THE DATA =>
+ + +
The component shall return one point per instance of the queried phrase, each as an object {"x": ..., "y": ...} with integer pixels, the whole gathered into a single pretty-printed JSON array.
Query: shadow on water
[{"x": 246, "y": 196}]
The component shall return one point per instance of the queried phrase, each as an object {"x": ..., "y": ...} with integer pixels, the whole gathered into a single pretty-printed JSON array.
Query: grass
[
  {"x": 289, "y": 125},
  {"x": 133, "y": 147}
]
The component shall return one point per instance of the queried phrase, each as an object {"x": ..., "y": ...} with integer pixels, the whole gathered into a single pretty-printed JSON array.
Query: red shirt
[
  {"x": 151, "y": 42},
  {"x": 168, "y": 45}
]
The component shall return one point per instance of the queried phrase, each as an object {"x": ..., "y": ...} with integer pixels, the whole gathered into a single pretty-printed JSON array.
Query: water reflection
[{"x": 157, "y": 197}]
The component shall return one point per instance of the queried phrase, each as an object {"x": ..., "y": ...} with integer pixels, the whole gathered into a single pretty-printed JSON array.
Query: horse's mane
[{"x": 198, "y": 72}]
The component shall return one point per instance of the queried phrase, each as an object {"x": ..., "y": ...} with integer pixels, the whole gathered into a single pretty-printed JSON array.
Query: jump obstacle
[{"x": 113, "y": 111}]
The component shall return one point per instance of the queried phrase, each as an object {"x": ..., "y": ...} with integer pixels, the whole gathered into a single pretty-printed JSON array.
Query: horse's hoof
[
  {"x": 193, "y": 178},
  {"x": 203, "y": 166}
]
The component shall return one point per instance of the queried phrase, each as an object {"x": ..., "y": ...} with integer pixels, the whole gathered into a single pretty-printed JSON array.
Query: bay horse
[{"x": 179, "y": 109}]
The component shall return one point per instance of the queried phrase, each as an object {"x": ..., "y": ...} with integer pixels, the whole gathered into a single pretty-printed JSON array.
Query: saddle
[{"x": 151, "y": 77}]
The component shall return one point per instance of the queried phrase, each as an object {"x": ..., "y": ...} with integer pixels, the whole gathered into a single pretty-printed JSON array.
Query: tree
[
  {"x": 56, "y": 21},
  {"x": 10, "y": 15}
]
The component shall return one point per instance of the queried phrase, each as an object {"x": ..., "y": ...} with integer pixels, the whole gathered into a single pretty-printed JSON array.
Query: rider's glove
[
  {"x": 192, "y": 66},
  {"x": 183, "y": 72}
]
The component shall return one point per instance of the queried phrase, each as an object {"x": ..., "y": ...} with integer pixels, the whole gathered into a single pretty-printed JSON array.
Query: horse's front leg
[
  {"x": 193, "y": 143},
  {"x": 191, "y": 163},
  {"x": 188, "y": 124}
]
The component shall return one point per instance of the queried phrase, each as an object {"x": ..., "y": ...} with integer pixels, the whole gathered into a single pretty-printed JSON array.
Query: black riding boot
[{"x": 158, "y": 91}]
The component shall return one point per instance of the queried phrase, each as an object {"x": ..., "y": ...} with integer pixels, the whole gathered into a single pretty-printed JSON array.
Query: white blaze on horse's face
+ + +
PROBLEM REQUIREMENTS =>
Write out the entries in full, exactly as given.

ANSWER FOR THIS EXERCISE =>
The component shall return one point per instance of the queried phrase, each as an object {"x": ..., "y": ...} with integer pixels, the whole gathered into a single pretty-printed JSON array.
Query: shadow on water
[{"x": 246, "y": 196}]
The component shall return one point per instance of the queried phrase, each as an object {"x": ..., "y": ...} with integer pixels, the whole gathered into a single pretty-printed JSON array.
Query: grass
[
  {"x": 289, "y": 125},
  {"x": 133, "y": 147}
]
The component shall return one point per instance of the queried phrase, each as an object {"x": ..., "y": ...} with integer pixels, the whole gathered into a single pretty-printed JSON array.
Query: red shirt
[
  {"x": 151, "y": 42},
  {"x": 168, "y": 45}
]
The component shall return one point per instance of the queried phrase, each as an object {"x": ..., "y": ...} with integer pixels, the whole gathered into a single pretty-printed JSON array.
Query: water reflection
[{"x": 157, "y": 197}]
The component shall return one point per instance of the queried phrase, each as an object {"x": ..., "y": ...} with integer pixels, the whole gathered into a single pretty-printed JSON array.
Query: horse's mane
[{"x": 198, "y": 72}]
The component shall return one point per instance of the queried phrase, each as an object {"x": ..., "y": ...} with integer pixels, the whole gathered into a single pretty-printed JSON array.
Query: jump obstacle
[{"x": 113, "y": 111}]
The component shall return one point per instance of the queried phrase, each as an object {"x": ..., "y": ...} with integer pixels, the whole gathered into a single pretty-printed JSON array.
Query: horse's hoof
[
  {"x": 193, "y": 178},
  {"x": 203, "y": 166}
]
The component shall return one point per instance of the queried phrase, each as an object {"x": ..., "y": ...} with integer pixels, the whole gathered into a single pretty-printed JSON array.
Query: bay horse
[{"x": 179, "y": 109}]
The component shall return one point per instance of the queried phrase, each as an object {"x": ..., "y": ...} with integer pixels, the whole gathered into a single pretty-printed JSON array.
Query: saddle
[{"x": 151, "y": 77}]
The component shall return one point per instance of the queried phrase, each as an object {"x": ..., "y": ...} with integer pixels, the whole gathered into a single pretty-printed JSON array.
Query: tree
[
  {"x": 56, "y": 21},
  {"x": 10, "y": 15}
]
The component shall return one point per instance of the queried phrase, each as an object {"x": ..., "y": ...} with integer pixels, the whole gathered into a single pretty-printed JSON array.
Query: rider's glove
[
  {"x": 192, "y": 66},
  {"x": 183, "y": 72}
]
The component shall return one point per instance of the queried phrase, each as an object {"x": ..., "y": ...} with integer pixels, the whole gathered into a single pretty-printed JSON array.
Query: horse's front leg
[
  {"x": 193, "y": 143},
  {"x": 191, "y": 163},
  {"x": 188, "y": 124}
]
The component shall return one point per instance of the queried phrase, each as an object {"x": ..., "y": ...} with integer pixels, the whole gathered into a single pretty-printed JSON array.
Query: black riding boot
[{"x": 158, "y": 91}]
The component shall return one point per instance of the queried phrase, each as an object {"x": ..., "y": ...} with integer pixels, the whole gathered into a single pretty-printed JSON array.
Query: white blaze on horse's face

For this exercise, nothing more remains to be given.